_SELECTION:_
════════
Women's Pictures - Jane Campion's The Piano
Thursday, April 16, 2015 at 7:00PM
Anne Marie in Anna Paquin, Holly Hunter, Jane Campion, Oscars (90s), The Piano

The Piano contains many stories. It is a love story between two outsiders: a mute woman, and an uneducated man. It is an allegory about oppression: a white landowner in New Zealand treats his wife and the Maori people like children or property. It is a study of conflicted characters: a repressed, oppressive landowner; his passionate, mute wife; the lower class man who falls in love with her; and her wild, intelligent daughter. It is a warning about the hazards of refusing to listen: a failed marriage, a soured initial seduction, and the climax of the film are all spurred by lacking communication.  The Piano also has its roots in the fairy tale “Bluebeard;” a sinister story about a newlywed who discovers that her husband murders his wives. But as we’ve seen, Jane Campion doesn’t do easy fairy tale morality.

Campion’s story opens with the only words we will hear its main character speak:

The voice you hear is not my speaking voice - but my mind's voice. I have not spoken since I was six years old. No one knows why - not even me...

Ada (Holly Hunter) is a mute Scottish woman shipped to Victorian New Zealand to marry a stranger, Alisdair (Sam Neill). Ada carries with her the two possessions that make up her voice: her headstrong daughter (Anna Paquin), and her piano. Alisdair leaves the piano, to Ada’s dismay, but a former whaler named George (Harvey Keitel) senses the piano’s importance, and shelters it in his house. He uses it to start an affair with Ada. Considering that this is a story set in the Victorian era, it is a welcome surprise that Campion refuses to make Ada a victim of anything (except maybe circumstance). But that initial image, the piano on the beach, lingers. The incongruous image of a piano on a beach sets the theme for the film - melancholy, and tinged with magical realism.
════════
_RECORDS SUPPLIED:_
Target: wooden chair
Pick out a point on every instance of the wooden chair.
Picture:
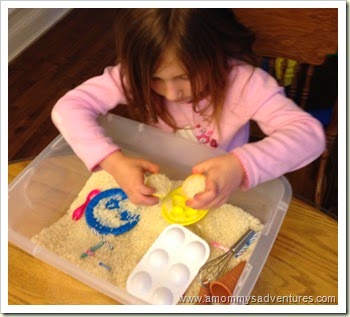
(306, 36)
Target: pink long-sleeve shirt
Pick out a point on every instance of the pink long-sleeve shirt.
(294, 138)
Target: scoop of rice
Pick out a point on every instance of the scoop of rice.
(160, 182)
(193, 185)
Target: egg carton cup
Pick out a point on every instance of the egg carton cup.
(169, 266)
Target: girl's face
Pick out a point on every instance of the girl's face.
(171, 81)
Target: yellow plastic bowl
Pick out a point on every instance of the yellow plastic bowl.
(174, 209)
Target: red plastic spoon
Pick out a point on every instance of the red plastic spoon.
(78, 213)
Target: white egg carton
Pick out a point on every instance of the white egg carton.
(169, 266)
════════
_WRITTEN EXERCISE A:_ According to the essay on The Piano, which fairy tale is the film rooted in?
_WRITTEN EXERCISE B:_ Resume the essay on The Piano, picking up after its last sentence.

_OUTPUT A:_ "Bluebeard"

_OUTPUT B:_
The Piano brings all of Campion’s visual talents to bear. She and cinematographer Stuart Dryburgh tinge New Zealand’s verdant forests with blue mists, in contrast with the warm oranges of safe interior spaces. Stylistically, The Piano is a continuation of the lessons in restraint that Campion learned from An Angel at my Table - Campion uses the camera to observe action, rather than intrude upon it. Instead, she relies on powerfully stage visuals - many to do with the piano itself - to create a dreamlike world of images.

Contrasting with this eerie dreamlike cinematography is the very real performances. Holly Hunter plays Ada with stone-faced stubbornness and theatrical intensity that conveys everything Ada feels without speaking a syllable. Equally impressive is Flora, Ada’s daughter, who speaks with her mother in hand signs and lies as often as she tells the truth. At TFE, we’ve talked before about the difficulty in figuring out where a child’s performance ends and a good director begins, but whatever the case, Flora remains as emotionally complex and stubborn as her mother. This is the best acted film of Campion’s career so far.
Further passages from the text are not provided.